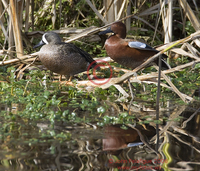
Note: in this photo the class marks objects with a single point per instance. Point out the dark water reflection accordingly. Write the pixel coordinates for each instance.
(27, 146)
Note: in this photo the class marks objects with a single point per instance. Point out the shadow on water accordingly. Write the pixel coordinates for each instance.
(28, 145)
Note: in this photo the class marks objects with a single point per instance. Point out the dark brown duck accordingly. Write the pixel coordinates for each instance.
(63, 58)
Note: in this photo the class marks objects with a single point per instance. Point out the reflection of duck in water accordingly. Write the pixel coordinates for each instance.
(116, 138)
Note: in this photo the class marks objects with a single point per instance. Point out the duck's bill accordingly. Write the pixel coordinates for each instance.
(39, 44)
(108, 30)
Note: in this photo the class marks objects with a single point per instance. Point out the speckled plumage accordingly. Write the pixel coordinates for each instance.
(62, 58)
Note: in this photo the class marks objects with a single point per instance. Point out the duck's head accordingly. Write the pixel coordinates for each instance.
(118, 28)
(49, 38)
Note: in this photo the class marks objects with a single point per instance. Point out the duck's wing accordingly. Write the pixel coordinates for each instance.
(144, 46)
(140, 46)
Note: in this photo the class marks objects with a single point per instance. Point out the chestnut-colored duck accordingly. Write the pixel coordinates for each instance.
(127, 52)
(63, 58)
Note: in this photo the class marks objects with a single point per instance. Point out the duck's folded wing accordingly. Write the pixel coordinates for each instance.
(140, 46)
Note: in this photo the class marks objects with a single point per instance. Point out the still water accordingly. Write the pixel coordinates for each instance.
(29, 145)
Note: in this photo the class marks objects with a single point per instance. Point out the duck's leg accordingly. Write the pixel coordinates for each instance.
(70, 78)
(132, 95)
(60, 78)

> **WORK TO COMPLETE**: Repeat each line above exactly as it reads, omitting any pictures.

> **RESULT FOR THIS TASK**:
Note: in this photo the class marks objects with a single point per instance. Point out the dark water reflection accordingly. Write the pixel coordinates for each instance.
(27, 146)
Note: in this photo the class marks objects with a single point per instance. Point out the shadow on water accordingly. Write the pixel coordinates for each instance.
(28, 145)
Note: in this photo the class marks objects with a single point per instance. Point out the dark brown duck accordingly. Write the pixel coordinates for each instance.
(63, 58)
Note: in this photo the class marks objects with a single point per instance. Point out the reflection of duck in water accordingly. Write the pixel coordinates for each instance.
(116, 138)
Note: in this photo the class marks objects with a single point per instance. Point out the duck's bill accordingly. Write the pixel coordinates for each instance.
(39, 44)
(108, 30)
Note: in this photo the class marks objects with a single point per instance. Point out the speckled plumage accordingly. Write the pixel coordinates for each instance.
(62, 58)
Note: in this photo the class marks objects with a single point per instance. Point out the duck's head accordingly. Write the pixel coordinates for each instance.
(118, 28)
(49, 38)
Note: in this photo the class marks objects with a single point per instance. Point out the duck's wing accordingly. Write the pixel coordinates for each instance.
(144, 46)
(140, 46)
Note: in this photo the class marks objects with a single point per instance. Point out the chestnut-colored duck accordingly. Write the pixel coordinates for each instance.
(127, 52)
(63, 58)
Note: in this photo the class marks objects with a single point per instance. Point out the duck's folded wing accordingly. Write the pixel coordinates for each instance.
(140, 46)
Note: in this photo the class marks objects with a single point per instance. Point out the still water accordingly. Write the pixel coordinates for each instance.
(29, 145)
Note: in this photo the class marks objects with a single point per instance. Point out the duck's leg accordingly. Write the pixel coordinates for each instance.
(70, 78)
(132, 95)
(60, 78)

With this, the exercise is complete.